### Teks Bacaan
————

Demikianlah, Sayyidah Hafshah bergabung dengan para istri Rasulullah dan Ummahatul Mukminin yang suci.
Beberapa istri Rasulullah yang tinggal dalam rumah beliau saat itu adalah Sayyidah Saudah dan Sayyidah Aisyah. Ketika madu-madu berdatangan ke rumah Rasulullah,

Sayyidah Hafshah berkelompok dengan Aisyah karena ia memandang Aisyah sebagai madu yang paling dekat dengan dirinya dan yang paling layak untuk bergabung bersamanya sambil selalu mengikuti ucapan sang ayah, Umar ibn Khaththab kepadanya: “Apa artinya dirimu dibandingan dengan Aisyah dan apa artinya ayahmu dibandingkan dengan ayah Aisyah.”(Baca Juga: Ibu Kaum Mukmin, Gus Baha: Kita Berutang Banyak kepada Sayyidah Aisyah
Suatu hari Umar ibn Kaththab mendengar bahwa putrinya membantah Rasulullah hingga beliau lewati sepanjang hari dengan sangat marah. Saat itu juga ia segera pergi ke kediaman Rasulullah untuk menemui Hafshah dan menanyakan kebenaran kabar yang ia dengar itu.

Hafshah menjawab bahwa kabar itu memang benar maka Umar pun menegurnya, “Kamu tahu bahwa aku telah mengingatkanmu terhadap siksa Allah dan kemarahan Rasul-Nya. Wahai putriku, janganlah engkau tertipu oleh seseorang yang kecantikannya lebih dikagumi dan dicintai oleh Rasulullah. Demi Allah, engkau sudah tau bahwa Rasulullah tidaklah mencintaimu dan andai bukan karena aku, pastilah beliau sudah menceraikanmu.”

Sayyidah Hafshah adalah perempuan yang percaya diri dan berani. Ia melihat bahwa tidak satu pun dari para madunya yang bisa menandingi kedudukannya. Demikian pula suaminya, Rasulullah tidak akan merasa sakit dengan sikapnya yang sesekali menentang.

Dalam hadis al-Hudaibiyah dan Bai’at ar-Ridhwan, Ibnu Sa’d meriwayatkan bahwa Rasulullah—di sisi Hafshah r.a.—mengingat para sahabat yang membai’atnya di bawah pohon Hudaibiyah.

Rasulullah bersabda, “Insya Allah, tidak akan masuk neraka para ashab asy-syajarah yang berbai’at di bawahnya.” Hafshah menyahut, “Benar wahai Rasulullah.” Rasulullah pun membentaknya kemudian turunlah ayat Alquran yang mulia:

وَإِنْ مِنْكُمْ إِلَّا وَارِدُهَا ۚ كَانَ عَلَىٰ رَبِّكَ حَتْمًا مَقْضِيًّا

Dan tidak ada seorangpun dari padamu, melainkan mendatangi neraka itu. Hal itu bagi Tuhanmu adalah suatu kemestian yang sudah ditetapkan. (Surat Maryam Ayat 71)

————

### Bagian Data
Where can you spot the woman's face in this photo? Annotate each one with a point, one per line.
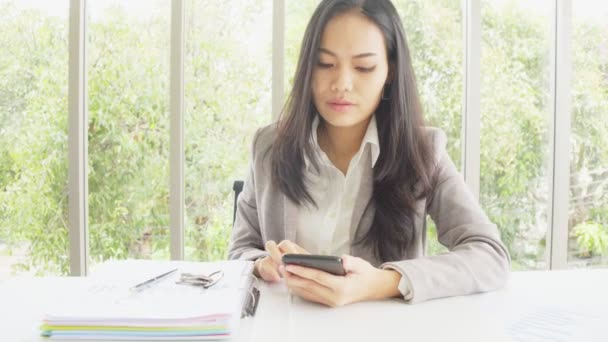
(351, 70)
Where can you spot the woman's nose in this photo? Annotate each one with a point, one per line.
(343, 81)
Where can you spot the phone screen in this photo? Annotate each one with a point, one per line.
(326, 263)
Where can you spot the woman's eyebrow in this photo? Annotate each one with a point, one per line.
(361, 55)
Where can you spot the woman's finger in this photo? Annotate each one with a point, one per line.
(287, 246)
(275, 253)
(268, 270)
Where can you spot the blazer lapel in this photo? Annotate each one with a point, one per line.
(290, 219)
(364, 196)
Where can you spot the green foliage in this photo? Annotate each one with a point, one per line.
(592, 238)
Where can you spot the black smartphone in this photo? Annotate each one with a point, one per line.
(327, 263)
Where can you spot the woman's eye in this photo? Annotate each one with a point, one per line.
(366, 69)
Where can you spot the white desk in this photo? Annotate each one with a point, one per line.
(548, 305)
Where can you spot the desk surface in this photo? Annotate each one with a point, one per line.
(567, 305)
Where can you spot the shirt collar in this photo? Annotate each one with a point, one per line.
(370, 137)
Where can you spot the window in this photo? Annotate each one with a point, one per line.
(33, 137)
(128, 84)
(588, 223)
(515, 148)
(228, 96)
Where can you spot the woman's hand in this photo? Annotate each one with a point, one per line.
(361, 282)
(268, 267)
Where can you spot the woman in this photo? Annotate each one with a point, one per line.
(350, 169)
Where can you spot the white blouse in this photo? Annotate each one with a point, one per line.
(325, 230)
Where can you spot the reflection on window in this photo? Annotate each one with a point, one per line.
(33, 137)
(128, 84)
(515, 74)
(228, 96)
(588, 223)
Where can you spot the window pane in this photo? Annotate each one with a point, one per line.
(515, 149)
(228, 96)
(588, 233)
(297, 15)
(33, 137)
(128, 83)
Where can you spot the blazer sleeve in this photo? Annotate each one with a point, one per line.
(477, 260)
(246, 239)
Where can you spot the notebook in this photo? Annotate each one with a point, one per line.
(107, 308)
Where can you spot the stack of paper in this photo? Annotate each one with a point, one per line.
(108, 309)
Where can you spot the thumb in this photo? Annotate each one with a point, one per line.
(353, 264)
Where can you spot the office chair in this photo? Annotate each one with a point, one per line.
(237, 187)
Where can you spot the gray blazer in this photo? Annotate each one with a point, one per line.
(477, 260)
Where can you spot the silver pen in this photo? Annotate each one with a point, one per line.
(151, 281)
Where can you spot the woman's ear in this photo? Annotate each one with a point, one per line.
(391, 73)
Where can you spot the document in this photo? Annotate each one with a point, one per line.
(551, 323)
(108, 308)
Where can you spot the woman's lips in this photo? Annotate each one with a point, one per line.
(340, 106)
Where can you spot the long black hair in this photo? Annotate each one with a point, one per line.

————

### Latihan Singkat 1
Menurut teks bacaan tentang Sayyidah Hafshah, siapa saja istri Rasulullah yang tinggal di rumah beliau saat itu?
### Latihan Singkat 2
Tolong ketik ulang bagian teks bacaan dari "Sayyidah Hafshah adalah" sampai "Maryam Ayat 71)".

### Jawaban Lengkap 1
Sayyidah Saudah dan Sayyidah Aisyah.

### Jawaban Lengkap 2
Sayyidah Hafshah adalah perempuan yang percaya diri dan berani. Ia melihat bahwa tidak satu pun dari para madunya yang bisa menandingi kedudukannya. Demikian pula suaminya, Rasulullah tidak akan merasa sakit dengan sikapnya yang sesekali menentang.

Dalam hadis al-Hudaibiyah dan Bai’at ar-Ridhwan, Ibnu Sa’d meriwayatkan bahwa Rasulullah—di sisi Hafshah r.a.—mengingat para sahabat yang membai’atnya di bawah pohon Hudaibiyah.

Rasulullah bersabda, “Insya Allah, tidak akan masuk neraka para ashab asy-syajarah yang berbai’at di bawahnya.” Hafshah menyahut, “Benar wahai Rasulullah.” Rasulullah pun membentaknya kemudian turunlah ayat Alquran yang mulia:

وَإِنْ مِنْكُمْ إِلَّا وَارِدُهَا ۚ كَانَ عَلَىٰ رَبِّكَ حَتْمًا مَقْضِيًّا

Dan tidak ada seorangpun dari padamu, melainkan mendatangi neraka itu. Hal itu bagi Tuhanmu adalah suatu kemestian yang sudah ditetapkan. (Surat Maryam Ayat 71)